Location identification entries
--- start ---
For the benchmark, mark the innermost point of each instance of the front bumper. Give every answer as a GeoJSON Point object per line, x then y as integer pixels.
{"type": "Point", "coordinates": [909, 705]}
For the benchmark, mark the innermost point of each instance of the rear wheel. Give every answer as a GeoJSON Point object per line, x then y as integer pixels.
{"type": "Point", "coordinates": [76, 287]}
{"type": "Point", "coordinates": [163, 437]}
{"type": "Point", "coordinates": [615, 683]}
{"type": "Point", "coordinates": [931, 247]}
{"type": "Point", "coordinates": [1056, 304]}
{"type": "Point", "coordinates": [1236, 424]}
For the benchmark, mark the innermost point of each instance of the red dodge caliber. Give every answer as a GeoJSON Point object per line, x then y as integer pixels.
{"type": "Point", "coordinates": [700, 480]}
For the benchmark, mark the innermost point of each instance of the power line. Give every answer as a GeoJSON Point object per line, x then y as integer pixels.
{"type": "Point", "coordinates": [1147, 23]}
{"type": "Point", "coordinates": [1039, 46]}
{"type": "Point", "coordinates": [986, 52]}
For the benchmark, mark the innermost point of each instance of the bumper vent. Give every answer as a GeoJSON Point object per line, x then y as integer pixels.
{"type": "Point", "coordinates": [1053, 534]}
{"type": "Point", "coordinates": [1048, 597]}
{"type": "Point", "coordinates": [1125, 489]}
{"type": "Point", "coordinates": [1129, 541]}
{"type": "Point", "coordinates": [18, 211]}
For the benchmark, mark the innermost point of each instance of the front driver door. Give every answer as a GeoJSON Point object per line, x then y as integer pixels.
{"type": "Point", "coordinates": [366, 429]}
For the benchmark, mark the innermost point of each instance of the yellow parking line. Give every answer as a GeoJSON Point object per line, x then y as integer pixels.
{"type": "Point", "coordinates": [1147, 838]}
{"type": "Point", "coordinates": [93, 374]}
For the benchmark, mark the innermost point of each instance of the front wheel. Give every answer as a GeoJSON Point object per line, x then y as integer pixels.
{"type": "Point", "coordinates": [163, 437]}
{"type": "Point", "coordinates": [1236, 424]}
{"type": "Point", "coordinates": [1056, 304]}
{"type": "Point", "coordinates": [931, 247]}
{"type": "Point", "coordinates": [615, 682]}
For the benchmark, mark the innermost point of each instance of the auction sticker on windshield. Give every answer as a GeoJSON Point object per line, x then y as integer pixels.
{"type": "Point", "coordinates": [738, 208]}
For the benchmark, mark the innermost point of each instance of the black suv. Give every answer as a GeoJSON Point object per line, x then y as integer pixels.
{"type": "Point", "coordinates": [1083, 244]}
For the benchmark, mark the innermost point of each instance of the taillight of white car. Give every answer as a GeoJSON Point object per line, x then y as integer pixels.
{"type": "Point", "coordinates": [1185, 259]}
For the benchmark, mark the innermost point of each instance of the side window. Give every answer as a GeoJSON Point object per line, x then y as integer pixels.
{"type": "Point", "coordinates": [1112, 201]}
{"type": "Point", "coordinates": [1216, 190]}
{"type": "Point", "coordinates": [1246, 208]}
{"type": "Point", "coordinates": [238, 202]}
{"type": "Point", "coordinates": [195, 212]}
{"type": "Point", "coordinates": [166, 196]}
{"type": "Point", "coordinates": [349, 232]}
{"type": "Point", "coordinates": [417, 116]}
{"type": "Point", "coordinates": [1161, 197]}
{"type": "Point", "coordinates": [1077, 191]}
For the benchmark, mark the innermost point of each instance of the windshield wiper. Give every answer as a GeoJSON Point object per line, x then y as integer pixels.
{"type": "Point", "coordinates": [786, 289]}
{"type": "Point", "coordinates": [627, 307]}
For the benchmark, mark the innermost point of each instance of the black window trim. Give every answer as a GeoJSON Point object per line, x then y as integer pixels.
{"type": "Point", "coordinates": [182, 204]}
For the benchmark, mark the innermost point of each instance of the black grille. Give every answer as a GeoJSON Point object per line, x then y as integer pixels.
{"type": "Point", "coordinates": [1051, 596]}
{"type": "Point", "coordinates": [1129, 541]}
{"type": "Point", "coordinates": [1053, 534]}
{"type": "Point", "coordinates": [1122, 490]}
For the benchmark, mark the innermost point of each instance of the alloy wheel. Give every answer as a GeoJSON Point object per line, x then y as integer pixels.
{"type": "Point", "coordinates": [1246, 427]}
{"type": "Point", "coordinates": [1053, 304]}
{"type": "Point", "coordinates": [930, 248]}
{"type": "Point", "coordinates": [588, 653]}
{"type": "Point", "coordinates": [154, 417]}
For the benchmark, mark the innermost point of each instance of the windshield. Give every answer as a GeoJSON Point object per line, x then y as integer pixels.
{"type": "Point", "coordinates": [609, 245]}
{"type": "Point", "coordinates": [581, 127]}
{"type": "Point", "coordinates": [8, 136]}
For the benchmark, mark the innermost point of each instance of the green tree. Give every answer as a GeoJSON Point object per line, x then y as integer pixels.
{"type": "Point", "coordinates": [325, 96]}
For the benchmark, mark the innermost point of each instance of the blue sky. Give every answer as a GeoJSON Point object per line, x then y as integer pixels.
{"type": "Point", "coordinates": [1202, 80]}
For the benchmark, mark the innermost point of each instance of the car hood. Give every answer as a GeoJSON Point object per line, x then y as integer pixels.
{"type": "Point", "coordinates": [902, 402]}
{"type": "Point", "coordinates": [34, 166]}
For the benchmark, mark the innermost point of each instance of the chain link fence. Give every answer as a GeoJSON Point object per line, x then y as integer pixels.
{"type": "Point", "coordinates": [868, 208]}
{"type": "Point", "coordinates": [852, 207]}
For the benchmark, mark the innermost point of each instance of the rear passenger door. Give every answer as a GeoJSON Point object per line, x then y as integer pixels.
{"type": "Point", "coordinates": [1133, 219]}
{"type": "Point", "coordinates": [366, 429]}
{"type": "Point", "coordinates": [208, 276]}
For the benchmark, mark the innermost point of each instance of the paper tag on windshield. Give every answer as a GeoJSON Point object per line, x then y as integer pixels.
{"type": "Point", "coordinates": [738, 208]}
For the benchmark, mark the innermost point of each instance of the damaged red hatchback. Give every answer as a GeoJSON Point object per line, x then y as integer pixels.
--- end ---
| What is being asked |
Rewrite every line from the line with "of the paper" to the end of the listing in full, raising each point coordinate by 20 and leaving all other text unchanged.

| Correct result |
For the benchmark, mark the innermost point of each instance of the paper tag on windshield. Give every answer as a GeoJSON Point object per line, x then y as integer pixels.
{"type": "Point", "coordinates": [758, 228]}
For the benchmark, mark the innermost point of each instance of the damaged red hatchback. Give every answer as a GeoJSON Point object per line, x then y as integer pixels.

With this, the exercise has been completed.